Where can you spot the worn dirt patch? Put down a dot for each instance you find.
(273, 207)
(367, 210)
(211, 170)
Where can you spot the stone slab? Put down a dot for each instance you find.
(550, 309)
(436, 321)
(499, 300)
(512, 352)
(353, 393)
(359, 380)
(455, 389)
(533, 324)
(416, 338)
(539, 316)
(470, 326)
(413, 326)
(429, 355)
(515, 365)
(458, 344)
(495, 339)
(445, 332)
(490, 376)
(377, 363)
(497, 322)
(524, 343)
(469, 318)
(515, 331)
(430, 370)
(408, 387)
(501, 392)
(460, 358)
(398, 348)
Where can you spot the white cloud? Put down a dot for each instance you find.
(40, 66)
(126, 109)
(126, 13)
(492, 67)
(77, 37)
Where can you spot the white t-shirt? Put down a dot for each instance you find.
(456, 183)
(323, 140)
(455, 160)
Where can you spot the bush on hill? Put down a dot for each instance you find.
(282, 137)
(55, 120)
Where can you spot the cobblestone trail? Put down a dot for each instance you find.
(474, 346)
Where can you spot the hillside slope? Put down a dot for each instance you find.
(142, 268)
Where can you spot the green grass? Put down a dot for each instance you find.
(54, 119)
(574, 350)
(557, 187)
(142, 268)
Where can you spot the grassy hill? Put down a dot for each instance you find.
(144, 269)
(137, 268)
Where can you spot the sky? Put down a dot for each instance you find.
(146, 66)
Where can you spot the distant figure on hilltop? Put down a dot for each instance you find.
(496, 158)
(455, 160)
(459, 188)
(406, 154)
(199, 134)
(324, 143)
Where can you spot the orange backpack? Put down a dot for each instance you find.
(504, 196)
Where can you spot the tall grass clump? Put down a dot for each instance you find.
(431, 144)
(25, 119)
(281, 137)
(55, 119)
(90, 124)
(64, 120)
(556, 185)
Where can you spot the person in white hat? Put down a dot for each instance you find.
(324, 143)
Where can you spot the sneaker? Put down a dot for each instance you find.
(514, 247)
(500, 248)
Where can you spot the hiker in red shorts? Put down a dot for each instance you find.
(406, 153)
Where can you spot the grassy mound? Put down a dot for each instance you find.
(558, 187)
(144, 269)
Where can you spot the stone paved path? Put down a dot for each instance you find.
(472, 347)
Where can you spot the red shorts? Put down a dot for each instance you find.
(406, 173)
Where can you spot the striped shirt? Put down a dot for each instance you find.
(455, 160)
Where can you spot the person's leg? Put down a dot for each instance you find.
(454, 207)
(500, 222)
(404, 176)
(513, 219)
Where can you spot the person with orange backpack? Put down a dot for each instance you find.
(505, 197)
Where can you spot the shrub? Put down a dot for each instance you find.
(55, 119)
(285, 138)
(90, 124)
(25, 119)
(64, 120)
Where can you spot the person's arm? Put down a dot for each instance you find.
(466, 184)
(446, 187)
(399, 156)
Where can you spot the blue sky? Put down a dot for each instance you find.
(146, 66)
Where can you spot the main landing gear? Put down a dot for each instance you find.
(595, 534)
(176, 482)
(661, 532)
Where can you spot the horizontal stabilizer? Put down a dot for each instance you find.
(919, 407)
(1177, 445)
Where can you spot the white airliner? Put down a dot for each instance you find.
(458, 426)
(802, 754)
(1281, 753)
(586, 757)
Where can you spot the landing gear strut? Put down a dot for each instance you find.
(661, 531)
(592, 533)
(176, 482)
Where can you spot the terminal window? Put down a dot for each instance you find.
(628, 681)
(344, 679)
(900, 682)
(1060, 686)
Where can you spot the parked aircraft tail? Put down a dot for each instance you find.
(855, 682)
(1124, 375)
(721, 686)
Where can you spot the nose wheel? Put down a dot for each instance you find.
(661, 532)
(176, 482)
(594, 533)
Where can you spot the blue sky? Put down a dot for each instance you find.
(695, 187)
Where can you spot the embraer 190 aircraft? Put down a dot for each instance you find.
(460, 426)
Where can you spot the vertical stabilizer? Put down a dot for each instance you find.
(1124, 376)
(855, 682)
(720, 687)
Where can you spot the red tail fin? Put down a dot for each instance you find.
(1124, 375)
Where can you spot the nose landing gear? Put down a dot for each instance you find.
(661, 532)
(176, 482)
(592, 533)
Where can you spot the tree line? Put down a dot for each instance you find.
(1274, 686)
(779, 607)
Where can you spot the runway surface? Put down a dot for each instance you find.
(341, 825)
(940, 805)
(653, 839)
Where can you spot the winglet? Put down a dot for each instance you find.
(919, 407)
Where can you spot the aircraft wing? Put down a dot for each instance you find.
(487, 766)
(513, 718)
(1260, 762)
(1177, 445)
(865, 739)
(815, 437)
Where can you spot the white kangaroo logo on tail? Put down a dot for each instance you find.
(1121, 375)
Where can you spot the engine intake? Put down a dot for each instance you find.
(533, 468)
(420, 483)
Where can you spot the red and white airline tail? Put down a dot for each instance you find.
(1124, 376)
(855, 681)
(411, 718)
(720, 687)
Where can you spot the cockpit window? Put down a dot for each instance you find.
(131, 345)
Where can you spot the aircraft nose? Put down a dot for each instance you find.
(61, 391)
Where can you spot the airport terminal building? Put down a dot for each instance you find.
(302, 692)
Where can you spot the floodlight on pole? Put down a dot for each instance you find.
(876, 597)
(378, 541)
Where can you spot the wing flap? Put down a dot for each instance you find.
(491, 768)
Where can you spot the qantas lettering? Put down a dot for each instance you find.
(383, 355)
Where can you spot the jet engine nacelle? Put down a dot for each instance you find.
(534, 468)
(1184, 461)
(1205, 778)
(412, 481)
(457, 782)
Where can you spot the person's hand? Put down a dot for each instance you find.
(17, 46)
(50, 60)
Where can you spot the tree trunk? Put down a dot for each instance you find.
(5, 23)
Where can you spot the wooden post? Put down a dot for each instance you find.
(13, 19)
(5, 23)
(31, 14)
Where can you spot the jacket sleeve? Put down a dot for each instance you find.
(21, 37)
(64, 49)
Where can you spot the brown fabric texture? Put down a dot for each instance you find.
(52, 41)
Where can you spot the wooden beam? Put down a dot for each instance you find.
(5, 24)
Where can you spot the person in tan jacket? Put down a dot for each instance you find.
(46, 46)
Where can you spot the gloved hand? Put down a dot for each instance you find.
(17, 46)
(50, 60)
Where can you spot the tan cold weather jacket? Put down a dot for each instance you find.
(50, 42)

____________

WHAT THE EXERCISE ASKS: Return the whole listing above verbatim.

WORKED SOLUTION:
Where can you spot the worn dirt patch? Put down a dot for each instance you find.
(273, 207)
(367, 210)
(211, 170)
Where can you spot the stone slab? Put down a dot for each instance you find.
(550, 309)
(436, 321)
(499, 300)
(512, 352)
(353, 393)
(359, 380)
(455, 389)
(533, 324)
(416, 338)
(539, 316)
(470, 326)
(413, 326)
(429, 355)
(515, 365)
(458, 344)
(495, 339)
(445, 332)
(490, 376)
(377, 363)
(497, 322)
(524, 343)
(469, 318)
(515, 331)
(430, 370)
(408, 387)
(501, 392)
(460, 358)
(398, 348)
Where can you spot the white cloud? Put down a dot for each instance you find.
(40, 66)
(126, 109)
(126, 13)
(492, 67)
(77, 37)
Where can you spot the white t-shirt? Put down a dot for each instance you find.
(456, 183)
(323, 140)
(455, 160)
Where can you spot the bush on hill? Put down a dot for each instance you find.
(282, 137)
(55, 120)
Where can you spot the cobblestone trail? Put down a dot for each instance you find.
(474, 346)
Where can you spot the hillside slope? Put down a dot for each instance you find.
(142, 268)
Where can you spot the green grass? Put down a dot for each instance you find.
(54, 119)
(574, 350)
(557, 187)
(142, 268)
Where can you spot the grassy hill? Put down a dot for each instance you find.
(144, 269)
(137, 268)
Where can you spot the sky? Put down a dot for each instance you find.
(146, 66)
Where can you spot the distant figure on hilltop? Put down a dot for each instance you find.
(496, 158)
(455, 160)
(459, 188)
(406, 154)
(199, 134)
(324, 143)
Where can you spot the orange backpack? Put down a dot for each instance you find.
(504, 196)
Where can you spot the tall grass clump? Put down a dot for each instance you find.
(431, 144)
(25, 119)
(281, 137)
(55, 119)
(90, 124)
(64, 120)
(556, 185)
Where can you spot the person in white hat? Put down a dot for each instance you find.
(324, 143)
Where can you spot the sneaker? Put down a dot for each instance you find.
(514, 247)
(500, 248)
Where can you spot the hiker in red shorts? Put down a dot for each instance you find.
(406, 153)
Where can you spot the grassy mound? Put down a dot for each instance you find.
(558, 187)
(144, 269)
Where can you spot the stone paved path? Put down a dot for each instance you find.
(472, 347)
Where can you spot the red shorts? Put down a dot for each instance you find.
(406, 173)
Where can you spot the striped shirt? Put down a dot for each instance you find.
(455, 160)
Where can you spot the person's leg? Put down a dot for each instance you find.
(454, 207)
(500, 222)
(404, 176)
(513, 219)
Where can you spot the person with orange backpack? Put down a dot for each instance you find.
(505, 197)
Where can you spot the shrub? Put down a dot for each instance you find.
(55, 119)
(285, 138)
(90, 124)
(25, 119)
(64, 120)
Where can you spot the person's arm? Put down a dot for each instance you find.
(466, 184)
(446, 187)
(399, 156)
Where can you spot the blue sky? Put down a dot for each instance you find.
(146, 66)
Where can you spot the main landing gear? Put down a dot for each instance you find.
(595, 534)
(176, 482)
(661, 532)
Where can you spot the horizontal stabilizer? Put down a dot for each instance you find.
(919, 407)
(1177, 445)
Where can you spot the white airliner? Put down a dot for each instance you find.
(458, 426)
(802, 754)
(1281, 753)
(586, 757)
Where can you spot the landing gear strut? Put down a dot for each instance you find.
(661, 531)
(592, 533)
(176, 482)
Where can you spot the terminal window? Put down a dot for each instance you find.
(628, 681)
(344, 679)
(900, 682)
(1060, 686)
Where can you spot the parked aircraft tail? Put down a dot for each instance you find.
(855, 682)
(1124, 375)
(721, 686)
Where can you spot the nose wheel? Put down a dot for each instance you find.
(661, 532)
(176, 482)
(594, 533)
Where can you spot the blue sky? Put down a dot for each instance you find.
(695, 187)
Where can you spot the embraer 190 aircraft? Put down a dot for each instance you find.
(460, 426)
Where can you spot the vertical stabilizer? Put down a dot for each instance you find.
(1124, 376)
(855, 682)
(720, 687)
Where can you spot the red tail fin? Put down a dot for each instance you find.
(1124, 375)
Where can you spot the nose landing gear? Put down a dot for each instance you find.
(661, 532)
(176, 482)
(592, 533)
Where can you spot the tree line? Put down a dot for each instance you find.
(1274, 686)
(779, 607)
Where can you spot the runway surface? Put down a dot for each instance you find.
(341, 825)
(940, 805)
(653, 839)
Where can you spot the winglet? Put down a dot for each instance you find.
(919, 407)
Where can you spot the aircraft wing? Put down a dot for each instance you find.
(487, 766)
(513, 718)
(1260, 762)
(1177, 445)
(865, 739)
(815, 437)
Where can you spot the white kangaroo logo on tail? Put down a dot for each instance you find.
(1121, 375)
Where can you spot the engine intake? Put down a dot for each instance you find.
(533, 468)
(420, 483)
Where can you spot the red and white airline tail? Put down a dot for each instance you find.
(1124, 376)
(855, 681)
(411, 718)
(720, 687)
Where can you spot the cockpit window? Put down a dot for each instance you find.
(131, 345)
Where can you spot the aircraft nose? Put down a dot for each instance you find.
(61, 391)
Where can you spot the airport terminal building? Put down a dot for each instance you find.
(302, 692)
Where can you spot the floodlight on pole? Put down a dot for each instance you find.
(876, 597)
(378, 541)
Where can you spot the wing flap? Put down a dot for each instance you find.
(491, 768)
Where can you spot the qantas lettering? Put down a dot for each instance you find.
(383, 355)
Where can you spot the jet engine nacelle? Put down a dot for each instance you find.
(534, 468)
(1184, 461)
(1205, 778)
(412, 481)
(457, 782)
Where can you spot the person's hand? Put down a dot for each instance you find.
(17, 46)
(50, 60)
Where can you spot the tree trunk? Put down a dot for each instance you find.
(5, 23)
Where can you spot the wooden post? Put down a dot for each instance you find.
(13, 19)
(5, 23)
(31, 14)
Where can you spot the jacket sleeve? Put down a dot for each instance you find.
(21, 37)
(64, 49)
Where can you spot the brown fabric texture? Put down a dot for each instance you find.
(52, 41)
Where can you spot the wooden beam? Put down a dot for each instance you find.
(5, 24)
Where can you spot the person in tan jacket? Put down a dot for each instance you find.
(46, 46)
Where can you spot the gloved hand? Put down a dot for each instance you find.
(17, 46)
(50, 60)
Where can you spot the tan cold weather jacket? Put down a dot for each instance you find.
(50, 42)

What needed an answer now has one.